Requirement:
Reproduce verbatim the final portion of the material below, from the line containing "Every instance of the gray" through its last line, and nothing else.

(Location annotation dataset excerpts)
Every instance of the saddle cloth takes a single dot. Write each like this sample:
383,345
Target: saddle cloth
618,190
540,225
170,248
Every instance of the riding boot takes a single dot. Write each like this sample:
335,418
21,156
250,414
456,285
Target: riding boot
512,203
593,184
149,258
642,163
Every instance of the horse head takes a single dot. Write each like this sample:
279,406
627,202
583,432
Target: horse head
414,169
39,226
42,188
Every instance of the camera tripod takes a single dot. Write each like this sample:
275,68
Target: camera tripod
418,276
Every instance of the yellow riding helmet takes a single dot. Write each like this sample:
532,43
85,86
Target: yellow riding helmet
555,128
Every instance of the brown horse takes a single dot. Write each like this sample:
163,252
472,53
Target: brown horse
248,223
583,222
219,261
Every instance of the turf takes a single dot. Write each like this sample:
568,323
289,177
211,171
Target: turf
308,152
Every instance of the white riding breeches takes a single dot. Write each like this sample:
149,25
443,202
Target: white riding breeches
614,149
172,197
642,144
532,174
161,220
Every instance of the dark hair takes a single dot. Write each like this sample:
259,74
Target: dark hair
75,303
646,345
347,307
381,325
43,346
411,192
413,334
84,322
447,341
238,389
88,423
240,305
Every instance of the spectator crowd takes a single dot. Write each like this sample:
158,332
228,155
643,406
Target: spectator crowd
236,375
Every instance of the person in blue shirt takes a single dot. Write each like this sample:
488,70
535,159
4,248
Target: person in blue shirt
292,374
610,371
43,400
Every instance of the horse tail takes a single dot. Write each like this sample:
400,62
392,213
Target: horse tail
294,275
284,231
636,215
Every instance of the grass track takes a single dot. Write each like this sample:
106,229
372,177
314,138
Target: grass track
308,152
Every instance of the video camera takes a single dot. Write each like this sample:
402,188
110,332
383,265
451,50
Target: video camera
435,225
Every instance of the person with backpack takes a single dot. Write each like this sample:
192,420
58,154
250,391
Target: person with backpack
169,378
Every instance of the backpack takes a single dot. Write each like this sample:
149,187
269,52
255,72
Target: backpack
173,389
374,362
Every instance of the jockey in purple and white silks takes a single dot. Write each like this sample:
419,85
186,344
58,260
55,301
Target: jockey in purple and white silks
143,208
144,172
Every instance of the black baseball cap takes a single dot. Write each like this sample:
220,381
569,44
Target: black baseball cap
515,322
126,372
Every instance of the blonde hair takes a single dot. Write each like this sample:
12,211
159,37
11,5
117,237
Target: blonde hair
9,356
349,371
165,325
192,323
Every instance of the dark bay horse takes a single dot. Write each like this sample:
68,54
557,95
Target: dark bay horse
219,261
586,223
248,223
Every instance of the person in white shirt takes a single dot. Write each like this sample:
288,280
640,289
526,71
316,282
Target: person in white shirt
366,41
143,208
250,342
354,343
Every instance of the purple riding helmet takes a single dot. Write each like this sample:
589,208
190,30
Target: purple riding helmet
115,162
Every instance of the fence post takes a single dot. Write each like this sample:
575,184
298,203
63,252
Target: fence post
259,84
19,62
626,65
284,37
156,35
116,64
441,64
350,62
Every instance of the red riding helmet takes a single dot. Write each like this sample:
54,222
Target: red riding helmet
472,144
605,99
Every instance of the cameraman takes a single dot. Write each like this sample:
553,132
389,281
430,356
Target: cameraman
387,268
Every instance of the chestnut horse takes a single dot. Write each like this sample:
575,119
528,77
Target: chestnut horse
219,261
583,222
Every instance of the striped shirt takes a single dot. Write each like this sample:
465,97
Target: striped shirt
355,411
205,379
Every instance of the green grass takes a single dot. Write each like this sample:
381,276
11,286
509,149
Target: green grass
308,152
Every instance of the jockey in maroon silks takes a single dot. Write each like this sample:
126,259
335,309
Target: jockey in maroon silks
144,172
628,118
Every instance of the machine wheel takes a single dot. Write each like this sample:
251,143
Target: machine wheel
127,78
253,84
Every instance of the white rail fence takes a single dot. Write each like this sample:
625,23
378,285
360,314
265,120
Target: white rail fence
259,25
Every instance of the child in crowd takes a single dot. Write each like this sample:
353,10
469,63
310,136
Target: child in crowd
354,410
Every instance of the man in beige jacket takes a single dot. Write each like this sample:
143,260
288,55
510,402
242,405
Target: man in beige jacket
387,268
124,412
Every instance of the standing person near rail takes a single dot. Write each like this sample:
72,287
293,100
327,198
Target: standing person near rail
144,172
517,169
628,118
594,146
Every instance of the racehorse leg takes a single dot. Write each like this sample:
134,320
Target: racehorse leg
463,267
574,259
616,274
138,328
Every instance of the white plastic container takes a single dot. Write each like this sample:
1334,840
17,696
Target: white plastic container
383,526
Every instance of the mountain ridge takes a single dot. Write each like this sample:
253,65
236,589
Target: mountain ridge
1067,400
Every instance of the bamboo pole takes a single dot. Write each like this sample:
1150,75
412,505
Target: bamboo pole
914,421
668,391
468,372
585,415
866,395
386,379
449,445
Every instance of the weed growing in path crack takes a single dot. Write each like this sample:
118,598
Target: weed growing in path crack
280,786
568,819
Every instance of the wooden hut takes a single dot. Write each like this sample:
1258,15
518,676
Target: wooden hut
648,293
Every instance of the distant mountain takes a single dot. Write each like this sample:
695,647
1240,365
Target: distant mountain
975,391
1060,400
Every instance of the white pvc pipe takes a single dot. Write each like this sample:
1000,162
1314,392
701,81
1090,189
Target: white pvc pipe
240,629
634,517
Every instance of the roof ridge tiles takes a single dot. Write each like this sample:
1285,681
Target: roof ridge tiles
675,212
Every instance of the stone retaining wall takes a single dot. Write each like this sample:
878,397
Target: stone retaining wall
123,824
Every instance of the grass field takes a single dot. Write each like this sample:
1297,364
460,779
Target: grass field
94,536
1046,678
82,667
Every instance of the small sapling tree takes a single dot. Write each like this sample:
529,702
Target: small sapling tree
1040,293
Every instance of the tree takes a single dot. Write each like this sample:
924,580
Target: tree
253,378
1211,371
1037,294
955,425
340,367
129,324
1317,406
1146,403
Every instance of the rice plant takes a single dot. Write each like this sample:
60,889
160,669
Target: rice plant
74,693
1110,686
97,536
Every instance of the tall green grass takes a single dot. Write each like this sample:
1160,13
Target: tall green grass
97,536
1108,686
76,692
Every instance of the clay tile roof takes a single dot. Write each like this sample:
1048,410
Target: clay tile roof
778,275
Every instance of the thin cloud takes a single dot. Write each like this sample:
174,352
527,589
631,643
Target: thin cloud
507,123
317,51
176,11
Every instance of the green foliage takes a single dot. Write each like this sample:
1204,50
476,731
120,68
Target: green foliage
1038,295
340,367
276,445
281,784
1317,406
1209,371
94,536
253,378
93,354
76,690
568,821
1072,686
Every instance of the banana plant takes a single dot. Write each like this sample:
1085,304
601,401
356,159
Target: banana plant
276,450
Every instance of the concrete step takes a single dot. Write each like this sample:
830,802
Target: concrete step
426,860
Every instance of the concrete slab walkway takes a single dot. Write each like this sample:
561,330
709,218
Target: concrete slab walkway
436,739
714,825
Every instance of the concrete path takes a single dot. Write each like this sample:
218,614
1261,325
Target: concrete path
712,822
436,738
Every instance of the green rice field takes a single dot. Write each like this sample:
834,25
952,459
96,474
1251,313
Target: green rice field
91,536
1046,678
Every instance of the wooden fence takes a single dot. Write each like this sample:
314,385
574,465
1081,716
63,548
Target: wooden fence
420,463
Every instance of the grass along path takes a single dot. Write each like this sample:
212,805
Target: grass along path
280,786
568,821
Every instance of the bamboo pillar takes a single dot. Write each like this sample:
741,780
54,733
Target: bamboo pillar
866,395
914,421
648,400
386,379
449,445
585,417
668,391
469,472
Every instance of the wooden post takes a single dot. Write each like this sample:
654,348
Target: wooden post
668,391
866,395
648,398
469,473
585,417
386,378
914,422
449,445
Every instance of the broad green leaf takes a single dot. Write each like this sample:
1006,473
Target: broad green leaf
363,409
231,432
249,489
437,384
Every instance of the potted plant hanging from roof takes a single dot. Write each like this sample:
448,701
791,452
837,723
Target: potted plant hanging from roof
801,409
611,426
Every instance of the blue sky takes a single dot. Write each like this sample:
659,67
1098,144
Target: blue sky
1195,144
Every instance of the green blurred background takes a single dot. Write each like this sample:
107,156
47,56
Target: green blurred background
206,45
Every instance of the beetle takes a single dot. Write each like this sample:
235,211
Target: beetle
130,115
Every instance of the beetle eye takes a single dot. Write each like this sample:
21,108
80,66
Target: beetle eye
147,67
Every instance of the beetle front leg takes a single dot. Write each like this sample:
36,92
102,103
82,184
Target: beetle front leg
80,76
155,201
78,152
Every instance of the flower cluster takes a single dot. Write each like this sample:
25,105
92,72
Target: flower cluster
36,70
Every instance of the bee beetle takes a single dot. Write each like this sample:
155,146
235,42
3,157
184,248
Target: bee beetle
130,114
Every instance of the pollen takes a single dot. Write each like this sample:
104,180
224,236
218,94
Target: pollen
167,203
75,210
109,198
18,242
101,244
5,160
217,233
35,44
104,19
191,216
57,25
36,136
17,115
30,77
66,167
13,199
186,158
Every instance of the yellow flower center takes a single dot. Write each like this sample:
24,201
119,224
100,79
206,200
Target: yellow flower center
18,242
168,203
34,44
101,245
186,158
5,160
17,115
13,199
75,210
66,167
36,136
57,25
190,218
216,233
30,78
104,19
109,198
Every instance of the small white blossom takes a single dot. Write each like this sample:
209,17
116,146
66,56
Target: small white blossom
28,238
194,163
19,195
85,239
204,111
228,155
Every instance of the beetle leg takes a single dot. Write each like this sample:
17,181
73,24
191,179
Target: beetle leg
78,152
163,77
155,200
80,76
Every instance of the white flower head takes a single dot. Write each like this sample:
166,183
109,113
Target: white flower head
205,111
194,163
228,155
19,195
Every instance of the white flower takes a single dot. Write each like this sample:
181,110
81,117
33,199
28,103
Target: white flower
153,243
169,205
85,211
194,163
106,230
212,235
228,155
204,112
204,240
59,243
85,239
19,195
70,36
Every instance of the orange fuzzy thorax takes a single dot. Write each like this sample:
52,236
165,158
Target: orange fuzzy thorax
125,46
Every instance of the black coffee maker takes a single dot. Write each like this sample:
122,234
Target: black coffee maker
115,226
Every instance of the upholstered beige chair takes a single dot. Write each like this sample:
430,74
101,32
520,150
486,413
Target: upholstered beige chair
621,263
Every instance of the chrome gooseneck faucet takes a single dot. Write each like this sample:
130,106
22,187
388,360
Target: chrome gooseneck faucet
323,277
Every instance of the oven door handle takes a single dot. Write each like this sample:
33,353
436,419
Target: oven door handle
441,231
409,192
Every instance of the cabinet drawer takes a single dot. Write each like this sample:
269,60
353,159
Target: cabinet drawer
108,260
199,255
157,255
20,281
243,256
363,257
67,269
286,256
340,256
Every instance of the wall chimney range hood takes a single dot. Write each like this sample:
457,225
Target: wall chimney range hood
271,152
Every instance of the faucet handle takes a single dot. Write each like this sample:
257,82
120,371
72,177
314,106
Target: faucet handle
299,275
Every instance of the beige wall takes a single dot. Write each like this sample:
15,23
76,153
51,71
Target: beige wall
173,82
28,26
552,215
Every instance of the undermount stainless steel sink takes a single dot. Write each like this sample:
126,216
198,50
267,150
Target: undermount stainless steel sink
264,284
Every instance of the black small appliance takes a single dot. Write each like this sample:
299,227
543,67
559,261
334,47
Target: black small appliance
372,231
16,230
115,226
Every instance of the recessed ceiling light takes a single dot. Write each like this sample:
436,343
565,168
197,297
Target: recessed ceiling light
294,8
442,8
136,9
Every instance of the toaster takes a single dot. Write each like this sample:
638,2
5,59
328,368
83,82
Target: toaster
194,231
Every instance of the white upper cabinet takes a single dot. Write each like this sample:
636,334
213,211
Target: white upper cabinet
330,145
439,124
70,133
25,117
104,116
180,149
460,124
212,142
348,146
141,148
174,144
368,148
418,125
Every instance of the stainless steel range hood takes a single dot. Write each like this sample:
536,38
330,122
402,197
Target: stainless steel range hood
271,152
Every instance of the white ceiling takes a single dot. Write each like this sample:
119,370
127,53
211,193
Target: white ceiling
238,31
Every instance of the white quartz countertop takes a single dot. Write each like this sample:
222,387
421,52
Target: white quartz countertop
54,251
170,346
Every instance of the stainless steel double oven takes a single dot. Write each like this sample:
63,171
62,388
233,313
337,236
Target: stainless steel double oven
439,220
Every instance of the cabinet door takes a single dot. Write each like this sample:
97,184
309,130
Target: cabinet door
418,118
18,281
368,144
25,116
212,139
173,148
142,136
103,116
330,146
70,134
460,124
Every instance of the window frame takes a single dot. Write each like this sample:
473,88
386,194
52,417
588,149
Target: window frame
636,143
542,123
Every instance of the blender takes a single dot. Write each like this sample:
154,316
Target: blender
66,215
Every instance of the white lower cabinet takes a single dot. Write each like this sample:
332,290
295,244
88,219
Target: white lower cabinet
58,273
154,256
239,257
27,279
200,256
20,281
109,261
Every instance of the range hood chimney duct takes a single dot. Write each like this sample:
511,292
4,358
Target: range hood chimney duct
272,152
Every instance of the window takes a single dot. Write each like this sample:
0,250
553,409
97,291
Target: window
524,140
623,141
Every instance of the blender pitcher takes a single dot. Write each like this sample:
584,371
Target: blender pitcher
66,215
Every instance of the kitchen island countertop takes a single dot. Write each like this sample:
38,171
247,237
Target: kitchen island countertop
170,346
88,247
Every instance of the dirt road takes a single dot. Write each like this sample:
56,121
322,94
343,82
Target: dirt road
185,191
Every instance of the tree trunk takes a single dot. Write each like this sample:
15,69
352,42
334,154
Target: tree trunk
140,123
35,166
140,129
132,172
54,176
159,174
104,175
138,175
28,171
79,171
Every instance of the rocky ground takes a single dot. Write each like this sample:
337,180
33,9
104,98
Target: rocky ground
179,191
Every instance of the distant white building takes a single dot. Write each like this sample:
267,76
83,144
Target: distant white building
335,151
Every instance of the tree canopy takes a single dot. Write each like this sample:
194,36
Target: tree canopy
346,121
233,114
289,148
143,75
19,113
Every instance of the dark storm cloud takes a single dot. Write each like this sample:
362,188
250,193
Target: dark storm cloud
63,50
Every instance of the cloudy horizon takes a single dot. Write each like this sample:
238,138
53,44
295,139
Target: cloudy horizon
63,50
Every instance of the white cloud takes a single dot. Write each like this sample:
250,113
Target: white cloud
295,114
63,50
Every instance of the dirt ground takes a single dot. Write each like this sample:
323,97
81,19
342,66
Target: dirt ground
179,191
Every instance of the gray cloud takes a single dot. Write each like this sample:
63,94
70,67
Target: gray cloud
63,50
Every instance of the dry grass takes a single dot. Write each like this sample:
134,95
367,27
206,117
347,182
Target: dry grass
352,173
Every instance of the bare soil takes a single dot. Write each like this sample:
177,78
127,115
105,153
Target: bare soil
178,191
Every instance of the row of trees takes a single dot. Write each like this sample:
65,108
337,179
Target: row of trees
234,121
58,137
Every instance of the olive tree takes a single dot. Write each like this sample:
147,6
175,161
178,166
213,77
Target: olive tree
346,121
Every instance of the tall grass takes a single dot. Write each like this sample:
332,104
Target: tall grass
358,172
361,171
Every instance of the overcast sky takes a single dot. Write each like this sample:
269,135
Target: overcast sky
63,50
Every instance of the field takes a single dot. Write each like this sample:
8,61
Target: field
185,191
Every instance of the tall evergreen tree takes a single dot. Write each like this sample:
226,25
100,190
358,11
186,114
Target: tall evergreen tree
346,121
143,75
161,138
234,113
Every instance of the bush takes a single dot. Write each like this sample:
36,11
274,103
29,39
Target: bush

Reply to the exercise:
Every instance of the gray cloud takes a single dot. Write each like this sample:
63,94
70,67
Target: gray cloud
63,50
Every instance of the dry grass takes a single dot. Write each like this sample:
134,95
367,27
206,117
347,182
Target: dry grass
352,173
Every instance of the bare soil takes a single dot. Write each like this sample:
177,78
127,115
105,153
Target: bare soil
178,191
Every instance of the row of trees takes a single dot. Write each like this sample:
65,108
337,179
Target: row of trees
234,121
58,137
Every instance of the olive tree takes a single dot. Write each like this sample:
147,6
175,161
178,166
213,77
Target: olive tree
346,121
Every instance of the tall grass takes a single dot. Write each like this sample:
332,104
Target: tall grass
358,172
361,171
Every instance of the overcast sky takes a single dot. Write each like this sample:
269,135
Target: overcast sky
63,50
Every instance of the field takes a single dot. Write each like this sample:
8,61
Target: field
185,191
Every instance of the tall evergreen tree takes a single dot. Write each like this sample:
226,25
100,190
358,11
186,114
Target: tall evergreen tree
346,121
143,75
161,138
234,113
Every instance of the bush takes a single dot. Write each like this sample:
36,11
274,103
29,39
Target: bush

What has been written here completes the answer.